Andy Gambrell drawing en plein air near Sunset Crater Volcano in Arizona with his eye-tracking viewfinder prototype.
Andy Gambrell is an American abstract painter.
The artist was valedictorian of Palmetto High School in 1997 and studied painting at the highly selective residential summer program of the South Carolina Governor's School for the Arts and Humanities. He earned a BA in both Studio Art and Art History from Furman University, where he had a full-ride scholarship and was awarded the Flowers Art Medal in 2001. He earned his MFA in Painting from the University of Miami, where he had a teaching assistantship and full-tuition waiver. Gambrell was commencement speaker for the UM graduate school in 2006. The artist supplemented his graduate studies with a painting residency at the School of Visual Arts in New York City in 2004.
Gambrell’s art has been exhibited alongside work by historically significant artists such as Josef Albers, Richard Anuszkiewicz, Ruth Asawa, Walter Darby Bannard, Ilya Bolotowsky, Frank Hursh, Ray Johnson, Franz Kline, Irwin Kremen, Jacob Lawrence, Robert Motherwell, Yoko Ono, Robert Rauschenberg, Aaron Siskind, Will Henry Stevens, Jack Tworkov, Kara Walker, and many others.
His work has been presented in many venues including: Black Mountain College Museum + Art Center (NC), Clara Lovett Museum (AZ), Center for Visual Communication (FL), Lowe Art Museum (FL), MOCA North Miami (FL), Greenville County Museum (SC), Los Angeles Center for Digital Art (CA), Dorsch Gallery (FL), Locust Projects (FL), Swan Coach House Gallery (GA), Blue Spiral Gallery (NC), Red Chamber Gallery (Hong Kong), Blue Lotus Gallery (HK), and many others including university galleries.
Gambrell’s relationship to the art world is very much colored by his working-class roots. For him, art is an affront to the difficulties of life, and teaching is a social responsibility to equip people with the knowledge and skills to live their best lives. Since 2005, he has developed extensive university curricula in painting, drawing, design, color theory, art theory, and art history. He taught for the University of Miami, Elizabeth City State University, the Savannah College of Art and Design in Atlanta, Furman University, SCAD – Hong Kong, and Northern Arizona University before joining the faculty of the University of Wisconsin – Stevens Point, where he served as area coordinator for art foundations and currently teaches painting, drawing, color theory, and the BFA capstone seminar.
◇ ◇ ◇ ◇
== Required work ==
1. In the Andy Gambrell biography, which university awarded him his MFA in Painting?
2. Copy word for word the part of the Andy Gambrell biography between "Andy Gambrell drawing" and "City in 2004.", inclusive.

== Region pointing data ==
◇ ◇ ◇ ◇
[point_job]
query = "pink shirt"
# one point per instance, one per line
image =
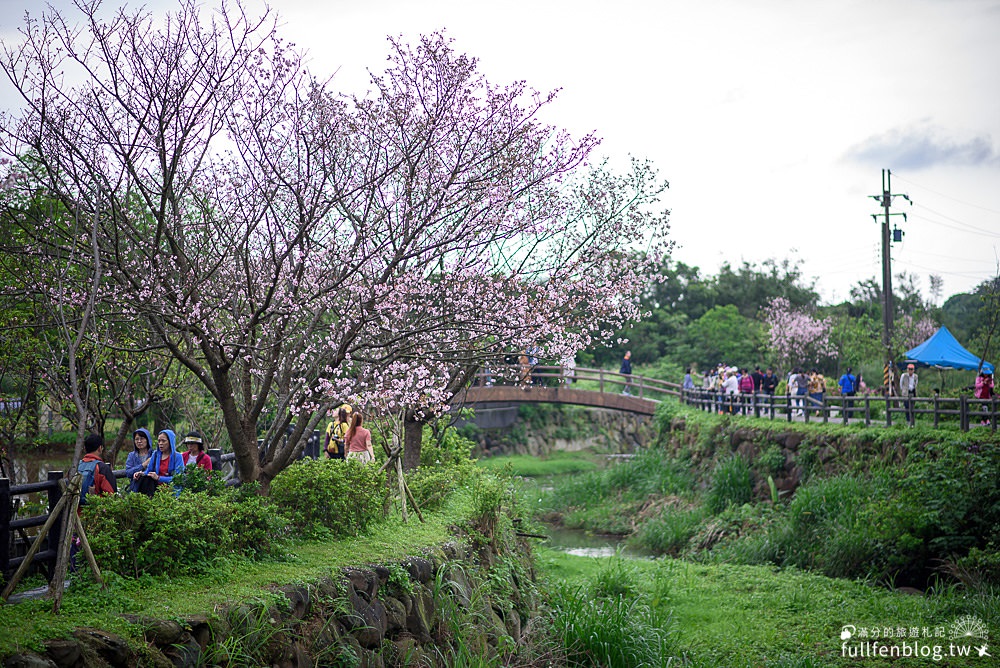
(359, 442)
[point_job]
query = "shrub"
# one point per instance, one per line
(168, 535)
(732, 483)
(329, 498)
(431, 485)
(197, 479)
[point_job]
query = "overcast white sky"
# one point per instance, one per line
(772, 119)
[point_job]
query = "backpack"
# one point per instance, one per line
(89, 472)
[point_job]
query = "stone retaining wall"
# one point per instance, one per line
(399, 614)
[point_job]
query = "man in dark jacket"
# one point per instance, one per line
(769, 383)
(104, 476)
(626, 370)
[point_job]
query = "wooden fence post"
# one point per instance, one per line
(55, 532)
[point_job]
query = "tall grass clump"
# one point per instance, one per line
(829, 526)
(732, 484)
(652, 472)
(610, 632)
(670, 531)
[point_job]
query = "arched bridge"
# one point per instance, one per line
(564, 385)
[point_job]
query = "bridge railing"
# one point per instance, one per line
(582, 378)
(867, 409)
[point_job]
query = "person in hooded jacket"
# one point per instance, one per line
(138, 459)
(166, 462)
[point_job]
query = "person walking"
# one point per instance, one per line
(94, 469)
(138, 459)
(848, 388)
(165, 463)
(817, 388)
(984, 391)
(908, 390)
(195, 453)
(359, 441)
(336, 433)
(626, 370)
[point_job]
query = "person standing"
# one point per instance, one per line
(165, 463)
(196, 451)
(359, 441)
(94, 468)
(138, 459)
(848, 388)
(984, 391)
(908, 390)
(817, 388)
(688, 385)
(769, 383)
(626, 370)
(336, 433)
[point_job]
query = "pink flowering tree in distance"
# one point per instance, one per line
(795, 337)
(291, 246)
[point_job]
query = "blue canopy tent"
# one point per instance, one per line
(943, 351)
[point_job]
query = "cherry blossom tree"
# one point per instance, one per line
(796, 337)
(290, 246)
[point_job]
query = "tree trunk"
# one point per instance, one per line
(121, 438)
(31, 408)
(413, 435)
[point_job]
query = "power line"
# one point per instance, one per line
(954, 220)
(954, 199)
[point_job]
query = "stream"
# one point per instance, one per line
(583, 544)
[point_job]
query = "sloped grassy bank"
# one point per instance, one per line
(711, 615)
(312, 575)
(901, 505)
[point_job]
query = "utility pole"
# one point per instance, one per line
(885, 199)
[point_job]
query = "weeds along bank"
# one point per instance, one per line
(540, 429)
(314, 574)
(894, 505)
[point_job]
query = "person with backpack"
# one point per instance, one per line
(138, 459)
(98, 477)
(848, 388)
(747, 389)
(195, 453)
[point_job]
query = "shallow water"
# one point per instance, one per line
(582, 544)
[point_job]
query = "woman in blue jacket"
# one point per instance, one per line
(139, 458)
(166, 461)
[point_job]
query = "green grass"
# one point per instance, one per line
◇ ◇ ◇ ◇
== Solution set ==
1. The University of Miami.

2.
Andy Gambrell drawing en plein air near Sunset Crater Volcano in Arizona with his eye-tracking viewfinder prototype.
Andy Gambrell is an American abstract painter.
The artist was valedictorian of Palmetto High School in 1997 and studied painting at the highly selective residential summer program of the South Carolina Governor's School for the Arts and Humanities. He earned a BA in both Studio Art and Art History from Furman University, where he had a full-ride scholarship and was awarded the Flowers Art Medal in 2001. He earned his MFA in Painting from the University of Miami, where he had a teaching assistantship and full-tuition waiver. Gambrell was commencement speaker for the UM graduate school in 2006. The artist supplemented his graduate studies with a painting residency at the School of Visual Arts in New York City in 2004.